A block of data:

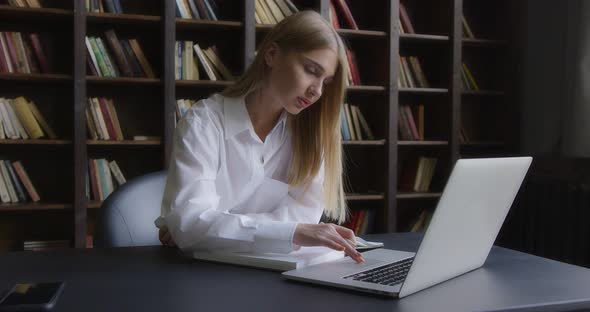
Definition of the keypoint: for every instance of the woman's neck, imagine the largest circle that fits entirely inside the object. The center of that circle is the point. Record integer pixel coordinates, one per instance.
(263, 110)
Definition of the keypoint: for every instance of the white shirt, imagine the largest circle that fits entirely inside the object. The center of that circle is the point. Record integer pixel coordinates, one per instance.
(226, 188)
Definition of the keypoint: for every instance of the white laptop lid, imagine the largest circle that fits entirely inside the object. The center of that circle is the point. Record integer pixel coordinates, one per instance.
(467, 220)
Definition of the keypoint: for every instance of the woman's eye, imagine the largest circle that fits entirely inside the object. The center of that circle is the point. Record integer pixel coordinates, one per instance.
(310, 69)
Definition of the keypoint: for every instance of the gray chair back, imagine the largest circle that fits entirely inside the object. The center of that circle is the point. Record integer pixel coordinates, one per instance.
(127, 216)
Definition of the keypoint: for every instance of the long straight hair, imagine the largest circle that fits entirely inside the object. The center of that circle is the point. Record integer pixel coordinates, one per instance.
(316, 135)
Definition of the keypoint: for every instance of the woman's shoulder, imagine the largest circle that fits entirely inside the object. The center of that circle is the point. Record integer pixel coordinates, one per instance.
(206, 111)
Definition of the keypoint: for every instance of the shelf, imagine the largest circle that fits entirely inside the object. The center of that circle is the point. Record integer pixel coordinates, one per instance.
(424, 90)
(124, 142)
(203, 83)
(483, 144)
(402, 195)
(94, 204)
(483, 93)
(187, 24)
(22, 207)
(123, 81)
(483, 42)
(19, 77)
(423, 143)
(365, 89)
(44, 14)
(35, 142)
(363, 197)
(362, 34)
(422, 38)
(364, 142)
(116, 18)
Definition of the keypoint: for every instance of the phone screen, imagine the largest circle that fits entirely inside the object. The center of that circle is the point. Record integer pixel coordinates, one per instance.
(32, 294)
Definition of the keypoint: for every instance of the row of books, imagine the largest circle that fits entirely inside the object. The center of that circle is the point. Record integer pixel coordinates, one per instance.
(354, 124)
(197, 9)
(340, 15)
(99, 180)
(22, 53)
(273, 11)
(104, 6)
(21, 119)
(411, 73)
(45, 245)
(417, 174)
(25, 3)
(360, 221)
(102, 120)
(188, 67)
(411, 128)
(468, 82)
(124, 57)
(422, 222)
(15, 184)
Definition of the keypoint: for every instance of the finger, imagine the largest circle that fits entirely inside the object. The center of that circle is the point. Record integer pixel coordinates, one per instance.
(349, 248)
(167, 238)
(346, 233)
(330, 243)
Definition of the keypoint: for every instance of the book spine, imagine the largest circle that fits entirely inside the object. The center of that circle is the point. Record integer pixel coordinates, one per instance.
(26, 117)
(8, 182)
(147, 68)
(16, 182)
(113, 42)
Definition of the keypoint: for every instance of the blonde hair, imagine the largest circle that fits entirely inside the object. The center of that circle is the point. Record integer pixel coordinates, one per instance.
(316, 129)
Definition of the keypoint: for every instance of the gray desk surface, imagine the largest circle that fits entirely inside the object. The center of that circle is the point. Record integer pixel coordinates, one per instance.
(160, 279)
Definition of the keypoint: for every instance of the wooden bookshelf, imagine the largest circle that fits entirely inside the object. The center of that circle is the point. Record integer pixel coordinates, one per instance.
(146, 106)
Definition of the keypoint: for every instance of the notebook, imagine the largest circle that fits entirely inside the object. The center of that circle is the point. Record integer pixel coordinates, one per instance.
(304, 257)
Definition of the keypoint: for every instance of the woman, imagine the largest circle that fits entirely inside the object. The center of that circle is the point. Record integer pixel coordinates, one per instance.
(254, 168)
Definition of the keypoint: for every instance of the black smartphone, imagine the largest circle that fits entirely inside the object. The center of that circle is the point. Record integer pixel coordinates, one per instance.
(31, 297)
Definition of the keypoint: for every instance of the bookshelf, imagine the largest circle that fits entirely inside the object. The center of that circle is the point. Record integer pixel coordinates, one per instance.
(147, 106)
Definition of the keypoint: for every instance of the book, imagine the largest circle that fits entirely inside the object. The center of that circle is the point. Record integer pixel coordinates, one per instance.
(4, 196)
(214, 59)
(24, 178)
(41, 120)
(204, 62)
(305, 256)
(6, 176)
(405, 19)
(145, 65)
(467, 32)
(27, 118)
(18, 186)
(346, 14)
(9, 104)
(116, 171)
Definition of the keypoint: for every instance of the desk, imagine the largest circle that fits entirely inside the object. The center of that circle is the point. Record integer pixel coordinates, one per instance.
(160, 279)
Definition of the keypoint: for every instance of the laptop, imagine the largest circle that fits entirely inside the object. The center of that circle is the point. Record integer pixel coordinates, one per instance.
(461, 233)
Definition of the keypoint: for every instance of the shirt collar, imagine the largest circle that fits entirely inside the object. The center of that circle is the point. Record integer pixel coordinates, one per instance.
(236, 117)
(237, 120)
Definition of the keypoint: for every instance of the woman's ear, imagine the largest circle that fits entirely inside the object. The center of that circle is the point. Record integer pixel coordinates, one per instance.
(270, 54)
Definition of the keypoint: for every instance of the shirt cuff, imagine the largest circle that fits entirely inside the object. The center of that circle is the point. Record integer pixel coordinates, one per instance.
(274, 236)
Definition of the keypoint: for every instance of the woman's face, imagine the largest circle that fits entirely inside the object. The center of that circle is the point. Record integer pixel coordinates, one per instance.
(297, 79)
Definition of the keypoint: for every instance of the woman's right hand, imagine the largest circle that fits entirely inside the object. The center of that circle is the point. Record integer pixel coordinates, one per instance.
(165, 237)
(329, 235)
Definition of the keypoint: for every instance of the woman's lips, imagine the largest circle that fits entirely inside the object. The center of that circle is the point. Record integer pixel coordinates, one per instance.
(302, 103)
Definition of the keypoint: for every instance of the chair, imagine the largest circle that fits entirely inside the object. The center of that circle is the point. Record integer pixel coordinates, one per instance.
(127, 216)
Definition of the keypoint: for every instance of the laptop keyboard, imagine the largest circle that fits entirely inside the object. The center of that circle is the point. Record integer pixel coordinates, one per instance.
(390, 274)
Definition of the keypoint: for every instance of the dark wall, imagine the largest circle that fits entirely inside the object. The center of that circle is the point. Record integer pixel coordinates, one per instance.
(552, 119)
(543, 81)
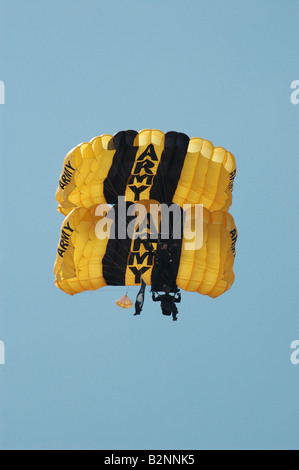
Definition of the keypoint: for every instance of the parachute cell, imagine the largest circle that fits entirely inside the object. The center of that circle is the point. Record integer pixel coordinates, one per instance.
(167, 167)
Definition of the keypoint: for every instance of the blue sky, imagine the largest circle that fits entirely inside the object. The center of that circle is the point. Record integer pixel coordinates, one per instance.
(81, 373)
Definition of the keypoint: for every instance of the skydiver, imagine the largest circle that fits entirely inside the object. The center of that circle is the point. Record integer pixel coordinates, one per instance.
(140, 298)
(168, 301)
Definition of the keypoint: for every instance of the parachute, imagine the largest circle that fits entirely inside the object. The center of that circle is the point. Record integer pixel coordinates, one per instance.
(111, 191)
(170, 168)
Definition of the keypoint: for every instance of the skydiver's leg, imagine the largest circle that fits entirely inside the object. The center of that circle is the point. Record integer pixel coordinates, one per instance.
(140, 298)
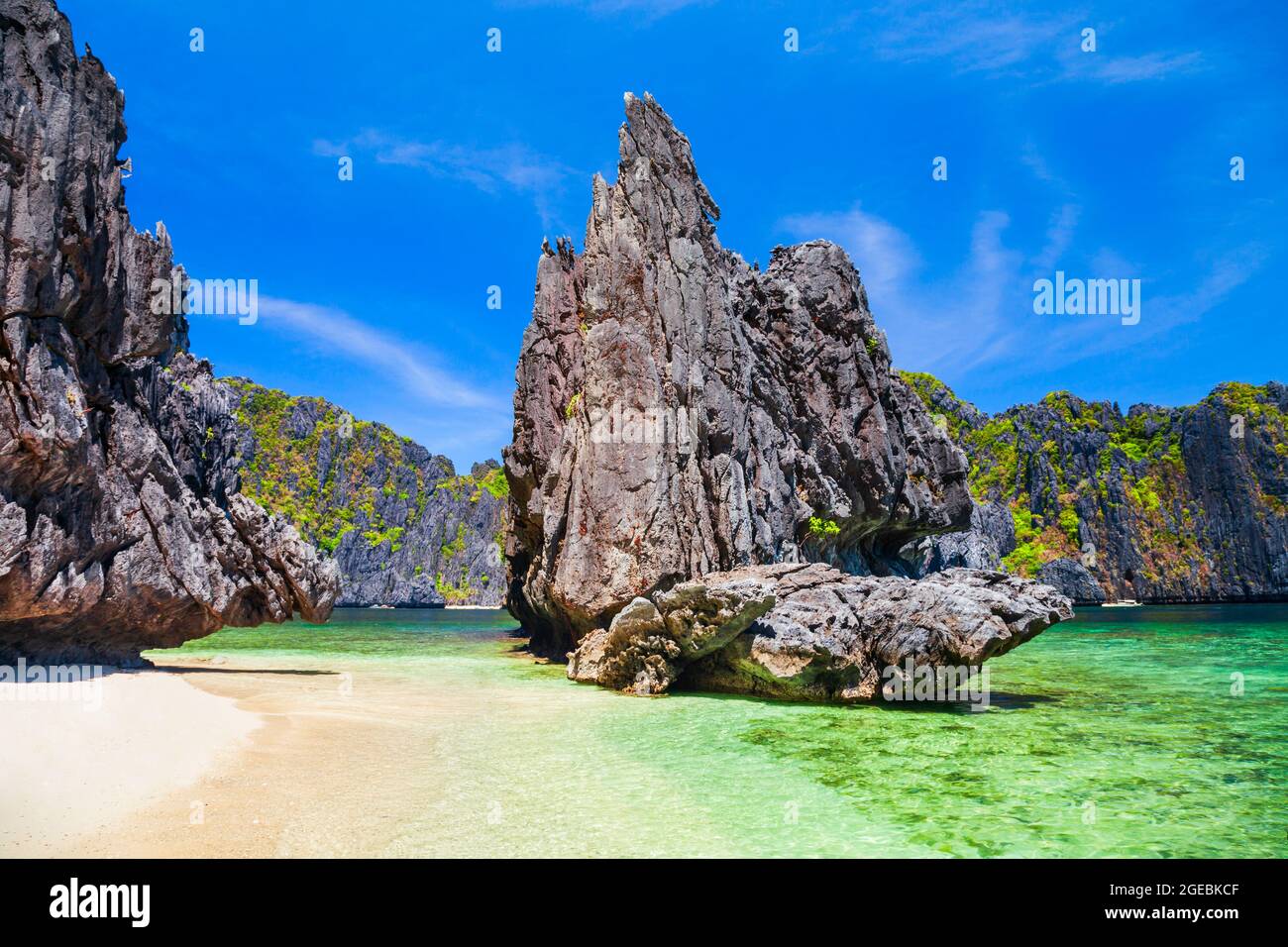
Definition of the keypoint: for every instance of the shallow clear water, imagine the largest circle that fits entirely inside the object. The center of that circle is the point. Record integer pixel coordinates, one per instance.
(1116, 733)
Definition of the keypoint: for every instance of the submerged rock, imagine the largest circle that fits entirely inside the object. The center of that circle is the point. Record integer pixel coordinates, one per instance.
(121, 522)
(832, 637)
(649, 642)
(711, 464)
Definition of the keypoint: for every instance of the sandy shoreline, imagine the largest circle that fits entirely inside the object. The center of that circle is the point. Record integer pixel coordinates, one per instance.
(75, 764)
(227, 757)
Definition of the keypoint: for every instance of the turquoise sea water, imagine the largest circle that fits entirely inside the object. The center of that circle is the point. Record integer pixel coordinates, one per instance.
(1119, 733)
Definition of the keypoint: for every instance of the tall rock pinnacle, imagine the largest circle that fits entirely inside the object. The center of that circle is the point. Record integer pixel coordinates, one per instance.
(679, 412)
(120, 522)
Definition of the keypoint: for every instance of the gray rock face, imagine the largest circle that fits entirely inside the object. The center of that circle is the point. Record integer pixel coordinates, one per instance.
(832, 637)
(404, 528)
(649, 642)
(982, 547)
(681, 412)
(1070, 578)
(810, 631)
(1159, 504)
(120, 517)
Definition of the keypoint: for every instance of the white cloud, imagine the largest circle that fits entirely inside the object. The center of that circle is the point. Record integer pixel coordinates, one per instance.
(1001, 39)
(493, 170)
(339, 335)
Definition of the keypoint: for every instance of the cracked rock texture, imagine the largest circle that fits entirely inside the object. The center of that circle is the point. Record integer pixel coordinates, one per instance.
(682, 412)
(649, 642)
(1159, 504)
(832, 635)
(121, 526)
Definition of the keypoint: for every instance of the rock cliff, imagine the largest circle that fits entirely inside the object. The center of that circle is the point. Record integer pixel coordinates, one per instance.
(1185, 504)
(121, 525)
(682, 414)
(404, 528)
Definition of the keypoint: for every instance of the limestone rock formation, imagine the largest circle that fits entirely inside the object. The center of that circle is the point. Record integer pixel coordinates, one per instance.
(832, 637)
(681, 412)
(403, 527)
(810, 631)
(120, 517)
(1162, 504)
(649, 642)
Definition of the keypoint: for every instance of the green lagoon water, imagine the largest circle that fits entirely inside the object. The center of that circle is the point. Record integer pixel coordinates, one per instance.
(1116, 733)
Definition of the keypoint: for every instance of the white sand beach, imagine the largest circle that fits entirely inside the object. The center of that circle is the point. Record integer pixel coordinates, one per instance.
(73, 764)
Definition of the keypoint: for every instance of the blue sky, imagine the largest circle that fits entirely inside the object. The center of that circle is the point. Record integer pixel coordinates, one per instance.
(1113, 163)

▶ EXERCISE DETAILS
Retype, exactly and only, the lines running from the one with "white cloud, imagine" through the final line of the listing above.

▶ THE OUTPUT
Definition of the keypoint: for every instance of the white cloud, imagine the largest circle that fits entirely inside the object. The center of that circle is the point. Record integer pixel coordinates, one per instance.
(1001, 39)
(493, 170)
(339, 335)
Definition of the keypoint: for every instance of the cracked rock texture, imagine the largest circle that fits entirely inside the object. The center of that circle is the point. Record integer pixel coordinates, one per instance.
(682, 412)
(649, 642)
(1159, 504)
(832, 635)
(121, 526)
Definition of the keypoint: for every instance of the rock cliff, imagine the largest circle that fits entirely inside the object. The center of that circle is the point. Record integer pixel coordinates, one per instance.
(1185, 504)
(121, 525)
(682, 414)
(404, 528)
Definition of the keypoint: for every instance of the limestone rock formation, imagine the largest circle that fits entirely inside the object. The center of that circle is the point. Record integer pixel coordinates, one per instance.
(832, 637)
(681, 412)
(403, 527)
(810, 631)
(120, 517)
(1162, 504)
(649, 642)
Definition of the keypoint: for every instance of the green lagoon water, imagine the largest circle that fits entirely inside the object. The center of that circle is the point. Record integer pixel coordinates, one per instance.
(1116, 733)
Definition of the keypoint: for every instance of the white sand beach, imagine the largest circle that fits entirely inside the object. The center of that circle is the point. Record integer pixel coordinates, one per instance.
(73, 764)
Definition of the keypoint: for every instance of the blue sky, imagine the largest circle that fits entirely inside the object. The center of that circle is the point. Record integer pixel coordinates, one per instance.
(1113, 163)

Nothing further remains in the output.